━━━━━ TASK DATA

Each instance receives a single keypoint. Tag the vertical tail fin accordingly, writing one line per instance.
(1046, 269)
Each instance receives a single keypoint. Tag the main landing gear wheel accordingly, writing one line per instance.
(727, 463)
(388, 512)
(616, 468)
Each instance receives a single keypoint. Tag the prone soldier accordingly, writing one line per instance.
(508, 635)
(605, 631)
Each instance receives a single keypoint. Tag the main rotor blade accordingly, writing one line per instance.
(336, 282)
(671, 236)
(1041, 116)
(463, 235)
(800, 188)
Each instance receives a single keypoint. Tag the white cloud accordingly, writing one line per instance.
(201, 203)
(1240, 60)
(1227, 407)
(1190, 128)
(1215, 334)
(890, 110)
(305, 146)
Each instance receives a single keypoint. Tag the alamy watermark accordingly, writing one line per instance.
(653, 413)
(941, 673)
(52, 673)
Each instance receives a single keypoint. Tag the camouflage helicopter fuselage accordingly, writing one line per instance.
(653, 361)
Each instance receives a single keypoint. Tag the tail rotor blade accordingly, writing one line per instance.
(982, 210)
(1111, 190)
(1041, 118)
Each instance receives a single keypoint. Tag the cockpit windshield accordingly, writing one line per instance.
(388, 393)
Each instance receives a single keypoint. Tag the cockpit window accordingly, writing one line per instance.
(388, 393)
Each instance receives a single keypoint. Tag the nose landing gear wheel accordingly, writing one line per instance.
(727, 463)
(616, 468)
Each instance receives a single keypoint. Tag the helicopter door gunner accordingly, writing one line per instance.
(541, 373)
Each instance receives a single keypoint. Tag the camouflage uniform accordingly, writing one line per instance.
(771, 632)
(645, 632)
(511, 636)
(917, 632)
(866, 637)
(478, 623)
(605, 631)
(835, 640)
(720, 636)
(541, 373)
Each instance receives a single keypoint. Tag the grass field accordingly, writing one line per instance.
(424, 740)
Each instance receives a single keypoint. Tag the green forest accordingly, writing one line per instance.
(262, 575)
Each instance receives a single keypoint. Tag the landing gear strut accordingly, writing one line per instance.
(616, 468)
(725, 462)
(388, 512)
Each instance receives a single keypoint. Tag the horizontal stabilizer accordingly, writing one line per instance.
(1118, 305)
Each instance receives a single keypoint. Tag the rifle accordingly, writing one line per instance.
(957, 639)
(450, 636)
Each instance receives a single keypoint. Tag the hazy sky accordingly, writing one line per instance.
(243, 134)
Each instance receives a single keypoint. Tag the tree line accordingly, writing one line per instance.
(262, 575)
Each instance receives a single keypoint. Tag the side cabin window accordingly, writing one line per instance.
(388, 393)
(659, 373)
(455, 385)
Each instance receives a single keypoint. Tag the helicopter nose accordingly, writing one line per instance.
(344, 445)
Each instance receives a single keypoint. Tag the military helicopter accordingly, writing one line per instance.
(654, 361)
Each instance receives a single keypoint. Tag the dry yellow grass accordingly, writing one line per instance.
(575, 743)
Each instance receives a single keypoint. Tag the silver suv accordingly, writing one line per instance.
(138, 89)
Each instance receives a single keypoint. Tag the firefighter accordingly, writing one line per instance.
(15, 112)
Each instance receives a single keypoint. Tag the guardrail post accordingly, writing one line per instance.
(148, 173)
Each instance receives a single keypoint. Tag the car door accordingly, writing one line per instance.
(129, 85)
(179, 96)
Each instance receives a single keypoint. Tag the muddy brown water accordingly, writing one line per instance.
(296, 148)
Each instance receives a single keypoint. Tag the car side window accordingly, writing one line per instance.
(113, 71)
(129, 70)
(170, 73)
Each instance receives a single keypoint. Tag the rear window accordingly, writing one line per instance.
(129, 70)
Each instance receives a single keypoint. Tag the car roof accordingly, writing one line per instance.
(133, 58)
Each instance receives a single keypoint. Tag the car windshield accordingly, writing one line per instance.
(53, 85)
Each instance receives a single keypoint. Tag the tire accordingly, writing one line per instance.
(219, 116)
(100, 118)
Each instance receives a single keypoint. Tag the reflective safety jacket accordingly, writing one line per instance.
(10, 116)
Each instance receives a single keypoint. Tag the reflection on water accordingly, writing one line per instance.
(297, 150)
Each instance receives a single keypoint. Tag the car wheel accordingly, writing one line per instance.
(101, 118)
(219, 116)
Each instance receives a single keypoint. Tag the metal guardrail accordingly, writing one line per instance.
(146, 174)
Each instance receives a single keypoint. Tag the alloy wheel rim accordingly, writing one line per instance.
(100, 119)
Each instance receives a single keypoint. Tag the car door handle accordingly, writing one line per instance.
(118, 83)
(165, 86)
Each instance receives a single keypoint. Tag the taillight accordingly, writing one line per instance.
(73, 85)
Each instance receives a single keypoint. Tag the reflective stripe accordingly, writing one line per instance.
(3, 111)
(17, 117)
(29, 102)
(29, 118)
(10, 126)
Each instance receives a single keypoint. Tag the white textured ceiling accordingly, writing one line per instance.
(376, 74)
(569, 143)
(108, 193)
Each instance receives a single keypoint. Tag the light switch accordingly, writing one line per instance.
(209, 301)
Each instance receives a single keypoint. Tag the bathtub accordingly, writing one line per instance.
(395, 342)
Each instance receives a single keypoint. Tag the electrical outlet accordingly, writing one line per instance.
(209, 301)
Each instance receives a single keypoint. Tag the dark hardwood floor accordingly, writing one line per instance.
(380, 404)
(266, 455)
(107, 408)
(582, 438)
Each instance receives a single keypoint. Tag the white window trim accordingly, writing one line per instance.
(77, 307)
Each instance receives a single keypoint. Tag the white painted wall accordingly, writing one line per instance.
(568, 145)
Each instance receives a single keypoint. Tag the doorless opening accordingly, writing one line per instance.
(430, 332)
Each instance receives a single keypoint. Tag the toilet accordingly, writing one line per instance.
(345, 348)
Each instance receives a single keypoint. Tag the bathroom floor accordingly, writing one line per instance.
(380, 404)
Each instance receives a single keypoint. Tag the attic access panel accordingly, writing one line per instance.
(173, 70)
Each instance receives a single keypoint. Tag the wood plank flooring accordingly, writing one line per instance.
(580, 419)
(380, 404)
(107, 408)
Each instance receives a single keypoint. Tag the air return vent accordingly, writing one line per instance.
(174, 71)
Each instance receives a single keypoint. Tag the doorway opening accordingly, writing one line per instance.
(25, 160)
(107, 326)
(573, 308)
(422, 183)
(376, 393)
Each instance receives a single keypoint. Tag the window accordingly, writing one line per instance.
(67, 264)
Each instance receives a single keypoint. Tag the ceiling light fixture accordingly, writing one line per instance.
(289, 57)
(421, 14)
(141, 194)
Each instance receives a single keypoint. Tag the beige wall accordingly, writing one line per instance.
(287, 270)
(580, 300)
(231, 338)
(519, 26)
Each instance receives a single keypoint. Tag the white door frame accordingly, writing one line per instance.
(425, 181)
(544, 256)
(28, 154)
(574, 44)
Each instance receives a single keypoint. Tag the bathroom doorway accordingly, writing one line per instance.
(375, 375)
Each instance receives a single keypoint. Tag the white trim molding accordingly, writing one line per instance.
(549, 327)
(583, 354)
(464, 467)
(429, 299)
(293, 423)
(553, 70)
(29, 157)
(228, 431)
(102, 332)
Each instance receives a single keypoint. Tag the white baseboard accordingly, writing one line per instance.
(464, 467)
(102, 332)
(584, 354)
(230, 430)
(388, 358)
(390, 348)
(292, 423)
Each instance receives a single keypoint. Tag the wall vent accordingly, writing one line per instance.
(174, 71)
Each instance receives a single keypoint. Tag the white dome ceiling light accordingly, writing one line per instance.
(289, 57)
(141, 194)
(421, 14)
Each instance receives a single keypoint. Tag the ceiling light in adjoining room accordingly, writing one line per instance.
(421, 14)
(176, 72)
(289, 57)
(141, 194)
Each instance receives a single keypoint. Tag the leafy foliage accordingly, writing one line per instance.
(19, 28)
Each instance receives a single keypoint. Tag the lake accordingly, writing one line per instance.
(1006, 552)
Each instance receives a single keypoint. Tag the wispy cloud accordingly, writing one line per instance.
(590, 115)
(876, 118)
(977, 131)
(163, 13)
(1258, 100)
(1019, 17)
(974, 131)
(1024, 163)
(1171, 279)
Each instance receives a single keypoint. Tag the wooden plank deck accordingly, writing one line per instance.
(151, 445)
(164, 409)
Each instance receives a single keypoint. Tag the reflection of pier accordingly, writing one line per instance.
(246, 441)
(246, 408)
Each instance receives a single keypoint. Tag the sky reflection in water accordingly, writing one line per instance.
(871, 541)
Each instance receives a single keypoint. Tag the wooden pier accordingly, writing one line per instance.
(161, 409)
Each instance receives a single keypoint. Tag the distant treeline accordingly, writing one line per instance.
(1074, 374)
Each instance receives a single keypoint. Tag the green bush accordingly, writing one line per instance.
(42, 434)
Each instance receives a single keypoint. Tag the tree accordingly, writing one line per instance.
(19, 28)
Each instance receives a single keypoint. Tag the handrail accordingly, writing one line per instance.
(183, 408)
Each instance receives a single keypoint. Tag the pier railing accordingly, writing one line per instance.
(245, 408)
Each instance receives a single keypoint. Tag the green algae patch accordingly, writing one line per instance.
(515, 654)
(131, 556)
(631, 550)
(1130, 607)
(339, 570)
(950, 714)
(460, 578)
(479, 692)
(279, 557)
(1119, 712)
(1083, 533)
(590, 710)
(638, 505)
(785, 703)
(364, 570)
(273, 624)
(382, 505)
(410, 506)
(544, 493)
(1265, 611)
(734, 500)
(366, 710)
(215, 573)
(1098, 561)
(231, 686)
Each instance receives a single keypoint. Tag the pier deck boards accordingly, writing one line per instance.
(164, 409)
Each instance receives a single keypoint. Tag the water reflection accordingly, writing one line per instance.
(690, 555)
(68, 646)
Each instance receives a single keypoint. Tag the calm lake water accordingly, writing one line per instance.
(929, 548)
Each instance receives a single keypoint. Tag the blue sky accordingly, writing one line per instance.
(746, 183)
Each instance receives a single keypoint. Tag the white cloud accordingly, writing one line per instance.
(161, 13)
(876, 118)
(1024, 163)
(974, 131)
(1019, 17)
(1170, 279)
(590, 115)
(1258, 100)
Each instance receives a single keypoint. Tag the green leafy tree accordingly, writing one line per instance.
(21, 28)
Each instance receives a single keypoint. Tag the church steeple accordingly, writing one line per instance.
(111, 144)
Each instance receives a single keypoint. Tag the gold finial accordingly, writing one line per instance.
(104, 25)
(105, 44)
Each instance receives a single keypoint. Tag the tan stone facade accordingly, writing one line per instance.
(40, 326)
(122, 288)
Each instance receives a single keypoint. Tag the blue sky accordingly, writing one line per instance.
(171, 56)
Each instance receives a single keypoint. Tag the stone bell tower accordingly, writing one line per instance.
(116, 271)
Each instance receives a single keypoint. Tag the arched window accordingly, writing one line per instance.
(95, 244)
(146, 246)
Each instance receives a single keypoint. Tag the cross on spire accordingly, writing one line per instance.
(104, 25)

━━━━━━━━━━

• **WORK TO COMPLETE**
Give again, word for word, every line from the one holding "Each instance receives a single keypoint. Tag the green algae" to the end of the data.

• **REPLY**
Each instance receives a single keypoint. Tag the green algae patch accordingly, writing one line per instance.
(515, 654)
(131, 556)
(631, 550)
(1130, 607)
(339, 570)
(950, 714)
(460, 578)
(479, 692)
(279, 557)
(1119, 712)
(1083, 533)
(590, 710)
(638, 505)
(785, 703)
(364, 570)
(273, 624)
(382, 505)
(410, 506)
(544, 493)
(1265, 611)
(734, 500)
(366, 710)
(215, 573)
(1098, 561)
(231, 686)
Each instance receives a single keypoint. Tag the pier deck boards accordingly, writing one line per instance.
(164, 409)
Each instance receives a single keypoint. Tag the water reflection accordingly, writing one line per instance.
(690, 555)
(68, 646)
Each instance receives a single keypoint. Tag the calm lake water accordingly, writing one line per instance.
(929, 548)
Each instance receives a single keypoint. Tag the blue sky accordingly, writing one line per instance.
(746, 183)
Each instance receives a single keypoint. Tag the white cloud accordingly, writing one line per instance.
(161, 13)
(876, 118)
(1024, 163)
(974, 131)
(1019, 17)
(1170, 279)
(590, 115)
(1258, 100)
Each instance receives a single keypoint. Tag the green leafy tree accordingly, writing one line per instance.
(21, 28)
Each instance receives a single keypoint. Tag the church steeple accordingly, writing one line per instance.
(111, 144)
Each instance receives a single keypoint. Tag the gold finial accordingly, writing one line per instance.
(104, 25)
(105, 44)
Each instance receives a single keypoint. Tag the tan stone facade accordingly, writing one line per instance.
(40, 326)
(122, 288)
Each instance receives a single keypoint. Tag the blue sky accordingly, writing one line per instance.
(171, 56)
Each instance receives a single keypoint. Tag the stone bell tower accordingly, writing one line per instance.
(116, 271)
Each instance receives a single keypoint. Tag the arched window accordingly, writing one line per instance.
(95, 244)
(146, 246)
Each instance receives a single keypoint. Tag the cross on spire accordingly, writing one line per instance.
(104, 25)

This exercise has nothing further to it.